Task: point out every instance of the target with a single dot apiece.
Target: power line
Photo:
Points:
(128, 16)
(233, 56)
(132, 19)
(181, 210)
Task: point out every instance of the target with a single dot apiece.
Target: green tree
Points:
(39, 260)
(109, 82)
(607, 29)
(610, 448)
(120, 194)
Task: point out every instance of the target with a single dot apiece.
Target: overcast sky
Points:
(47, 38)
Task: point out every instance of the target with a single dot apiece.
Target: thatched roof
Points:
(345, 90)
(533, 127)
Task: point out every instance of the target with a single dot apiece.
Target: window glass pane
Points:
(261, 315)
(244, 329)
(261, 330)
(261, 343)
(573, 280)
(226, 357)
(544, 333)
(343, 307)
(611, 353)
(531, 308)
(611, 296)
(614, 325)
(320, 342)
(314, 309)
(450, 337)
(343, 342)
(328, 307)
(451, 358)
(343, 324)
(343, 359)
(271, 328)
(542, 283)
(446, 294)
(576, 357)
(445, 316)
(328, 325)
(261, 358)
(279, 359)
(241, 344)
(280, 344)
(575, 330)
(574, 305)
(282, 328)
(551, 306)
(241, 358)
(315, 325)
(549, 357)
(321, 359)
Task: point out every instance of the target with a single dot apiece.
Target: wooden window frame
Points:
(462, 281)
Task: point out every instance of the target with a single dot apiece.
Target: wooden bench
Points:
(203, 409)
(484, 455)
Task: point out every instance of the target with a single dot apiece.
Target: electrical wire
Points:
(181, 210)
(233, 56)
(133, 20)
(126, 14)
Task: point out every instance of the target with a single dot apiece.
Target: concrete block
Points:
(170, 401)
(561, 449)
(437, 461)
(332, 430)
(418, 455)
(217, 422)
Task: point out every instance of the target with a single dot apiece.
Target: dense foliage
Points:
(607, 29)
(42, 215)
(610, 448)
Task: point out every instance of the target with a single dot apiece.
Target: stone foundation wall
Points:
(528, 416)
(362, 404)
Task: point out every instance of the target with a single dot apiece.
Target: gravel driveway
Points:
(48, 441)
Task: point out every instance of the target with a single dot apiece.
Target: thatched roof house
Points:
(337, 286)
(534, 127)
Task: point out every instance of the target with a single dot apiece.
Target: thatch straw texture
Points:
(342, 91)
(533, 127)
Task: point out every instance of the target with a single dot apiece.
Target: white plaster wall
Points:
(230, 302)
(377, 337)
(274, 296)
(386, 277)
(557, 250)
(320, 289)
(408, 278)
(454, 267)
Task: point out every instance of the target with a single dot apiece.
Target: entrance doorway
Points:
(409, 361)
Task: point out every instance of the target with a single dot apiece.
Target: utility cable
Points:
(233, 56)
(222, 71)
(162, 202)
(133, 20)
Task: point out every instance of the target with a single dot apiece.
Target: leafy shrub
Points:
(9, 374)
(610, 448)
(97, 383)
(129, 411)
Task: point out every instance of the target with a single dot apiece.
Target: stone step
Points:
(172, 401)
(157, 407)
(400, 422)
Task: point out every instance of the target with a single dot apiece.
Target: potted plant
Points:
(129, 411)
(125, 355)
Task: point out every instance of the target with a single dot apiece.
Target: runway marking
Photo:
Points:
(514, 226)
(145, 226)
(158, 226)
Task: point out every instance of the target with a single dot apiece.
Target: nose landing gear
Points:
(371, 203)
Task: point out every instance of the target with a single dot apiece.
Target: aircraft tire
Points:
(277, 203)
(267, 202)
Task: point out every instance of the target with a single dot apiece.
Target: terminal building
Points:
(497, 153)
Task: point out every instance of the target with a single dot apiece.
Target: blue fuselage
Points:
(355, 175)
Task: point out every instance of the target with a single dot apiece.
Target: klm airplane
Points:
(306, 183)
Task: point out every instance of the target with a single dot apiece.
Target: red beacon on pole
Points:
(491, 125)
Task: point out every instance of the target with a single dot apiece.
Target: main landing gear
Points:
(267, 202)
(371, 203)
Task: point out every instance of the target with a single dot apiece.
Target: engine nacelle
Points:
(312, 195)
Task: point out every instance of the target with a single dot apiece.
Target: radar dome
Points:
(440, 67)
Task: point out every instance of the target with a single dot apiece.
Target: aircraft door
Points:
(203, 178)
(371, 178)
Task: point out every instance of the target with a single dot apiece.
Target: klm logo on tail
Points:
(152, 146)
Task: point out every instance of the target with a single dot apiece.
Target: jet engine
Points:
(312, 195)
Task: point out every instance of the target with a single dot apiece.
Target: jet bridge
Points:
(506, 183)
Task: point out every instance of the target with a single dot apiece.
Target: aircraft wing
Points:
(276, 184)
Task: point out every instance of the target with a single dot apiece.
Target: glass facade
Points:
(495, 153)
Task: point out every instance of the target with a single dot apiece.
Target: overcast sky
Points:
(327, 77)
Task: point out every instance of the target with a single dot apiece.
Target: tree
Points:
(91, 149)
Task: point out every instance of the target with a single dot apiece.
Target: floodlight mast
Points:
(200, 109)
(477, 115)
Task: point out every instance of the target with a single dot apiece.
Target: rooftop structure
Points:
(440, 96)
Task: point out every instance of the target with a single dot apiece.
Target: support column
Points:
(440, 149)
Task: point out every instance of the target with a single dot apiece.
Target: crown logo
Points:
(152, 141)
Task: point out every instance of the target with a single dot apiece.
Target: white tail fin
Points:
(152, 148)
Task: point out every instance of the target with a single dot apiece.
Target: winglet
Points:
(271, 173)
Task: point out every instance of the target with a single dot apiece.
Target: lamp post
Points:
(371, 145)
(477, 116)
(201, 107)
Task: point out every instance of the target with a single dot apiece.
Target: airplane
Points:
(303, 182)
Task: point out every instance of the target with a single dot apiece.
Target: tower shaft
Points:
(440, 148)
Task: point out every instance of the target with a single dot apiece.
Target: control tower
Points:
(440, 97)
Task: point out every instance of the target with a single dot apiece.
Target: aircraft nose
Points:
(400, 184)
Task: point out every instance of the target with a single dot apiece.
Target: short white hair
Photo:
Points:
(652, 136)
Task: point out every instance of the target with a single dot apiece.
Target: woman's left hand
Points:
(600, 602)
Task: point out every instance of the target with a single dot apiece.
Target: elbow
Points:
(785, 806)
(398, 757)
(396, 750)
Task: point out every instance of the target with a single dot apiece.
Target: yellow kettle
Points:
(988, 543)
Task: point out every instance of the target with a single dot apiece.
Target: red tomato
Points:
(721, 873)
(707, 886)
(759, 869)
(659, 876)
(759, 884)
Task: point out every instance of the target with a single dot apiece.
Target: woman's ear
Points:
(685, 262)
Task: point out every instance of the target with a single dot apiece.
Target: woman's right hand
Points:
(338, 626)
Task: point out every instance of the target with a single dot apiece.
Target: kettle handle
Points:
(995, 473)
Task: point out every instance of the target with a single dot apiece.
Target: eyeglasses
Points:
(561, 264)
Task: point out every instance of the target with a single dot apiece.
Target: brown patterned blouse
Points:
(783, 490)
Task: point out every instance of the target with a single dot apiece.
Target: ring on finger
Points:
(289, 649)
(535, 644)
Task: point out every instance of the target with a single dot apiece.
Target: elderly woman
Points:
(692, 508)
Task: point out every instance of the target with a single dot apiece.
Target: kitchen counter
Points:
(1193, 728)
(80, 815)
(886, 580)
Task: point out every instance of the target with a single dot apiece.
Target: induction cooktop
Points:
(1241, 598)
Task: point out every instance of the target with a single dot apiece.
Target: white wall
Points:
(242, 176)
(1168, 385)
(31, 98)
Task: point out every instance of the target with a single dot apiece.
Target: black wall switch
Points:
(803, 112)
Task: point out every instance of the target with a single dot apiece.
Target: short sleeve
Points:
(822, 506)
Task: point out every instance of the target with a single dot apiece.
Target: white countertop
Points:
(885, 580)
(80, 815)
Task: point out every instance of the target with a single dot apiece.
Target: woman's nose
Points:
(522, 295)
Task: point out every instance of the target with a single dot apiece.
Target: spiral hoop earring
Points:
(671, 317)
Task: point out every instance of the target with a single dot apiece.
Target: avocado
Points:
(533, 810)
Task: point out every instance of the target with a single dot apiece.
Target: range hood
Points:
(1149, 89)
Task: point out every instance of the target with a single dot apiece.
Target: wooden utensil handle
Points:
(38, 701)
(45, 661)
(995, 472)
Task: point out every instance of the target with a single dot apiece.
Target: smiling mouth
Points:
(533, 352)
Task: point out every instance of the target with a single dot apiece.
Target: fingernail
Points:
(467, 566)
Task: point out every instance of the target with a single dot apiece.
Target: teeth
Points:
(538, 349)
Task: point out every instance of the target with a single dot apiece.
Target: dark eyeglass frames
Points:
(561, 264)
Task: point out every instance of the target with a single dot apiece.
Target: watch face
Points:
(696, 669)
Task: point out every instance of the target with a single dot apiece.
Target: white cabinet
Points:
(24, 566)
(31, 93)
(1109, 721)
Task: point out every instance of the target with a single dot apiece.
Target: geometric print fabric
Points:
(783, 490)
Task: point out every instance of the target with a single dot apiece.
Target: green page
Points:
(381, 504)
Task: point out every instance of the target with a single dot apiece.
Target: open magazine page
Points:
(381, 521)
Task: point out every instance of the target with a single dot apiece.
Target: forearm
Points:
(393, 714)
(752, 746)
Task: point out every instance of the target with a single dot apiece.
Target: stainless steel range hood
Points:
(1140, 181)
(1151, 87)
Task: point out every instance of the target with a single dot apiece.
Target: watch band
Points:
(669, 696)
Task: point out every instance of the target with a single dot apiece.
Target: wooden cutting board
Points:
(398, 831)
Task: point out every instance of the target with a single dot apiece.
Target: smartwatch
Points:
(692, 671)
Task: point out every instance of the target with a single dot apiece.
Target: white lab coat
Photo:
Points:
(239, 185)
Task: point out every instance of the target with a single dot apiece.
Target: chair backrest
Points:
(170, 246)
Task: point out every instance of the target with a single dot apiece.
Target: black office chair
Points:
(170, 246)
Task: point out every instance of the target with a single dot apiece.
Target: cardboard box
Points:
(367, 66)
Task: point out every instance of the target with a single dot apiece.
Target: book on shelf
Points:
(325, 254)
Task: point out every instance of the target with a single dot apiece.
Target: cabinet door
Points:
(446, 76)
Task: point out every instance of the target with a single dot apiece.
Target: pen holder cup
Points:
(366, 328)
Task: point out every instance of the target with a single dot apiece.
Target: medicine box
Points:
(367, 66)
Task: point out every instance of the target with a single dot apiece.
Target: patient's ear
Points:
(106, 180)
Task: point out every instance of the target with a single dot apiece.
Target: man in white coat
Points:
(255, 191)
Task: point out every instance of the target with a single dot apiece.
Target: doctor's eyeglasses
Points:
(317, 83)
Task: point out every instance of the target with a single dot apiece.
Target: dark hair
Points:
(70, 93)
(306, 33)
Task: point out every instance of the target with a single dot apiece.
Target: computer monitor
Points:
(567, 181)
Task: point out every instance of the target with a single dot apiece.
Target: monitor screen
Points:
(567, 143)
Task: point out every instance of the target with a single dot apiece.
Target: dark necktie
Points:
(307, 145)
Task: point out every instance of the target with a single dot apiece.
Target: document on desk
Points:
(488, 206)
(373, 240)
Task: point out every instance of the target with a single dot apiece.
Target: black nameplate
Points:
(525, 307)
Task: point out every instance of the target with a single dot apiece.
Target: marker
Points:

::::::

Problem details:
Scan the listing above and work out how many of its lines contain the word "landing". Report only that number.

Task answer:
2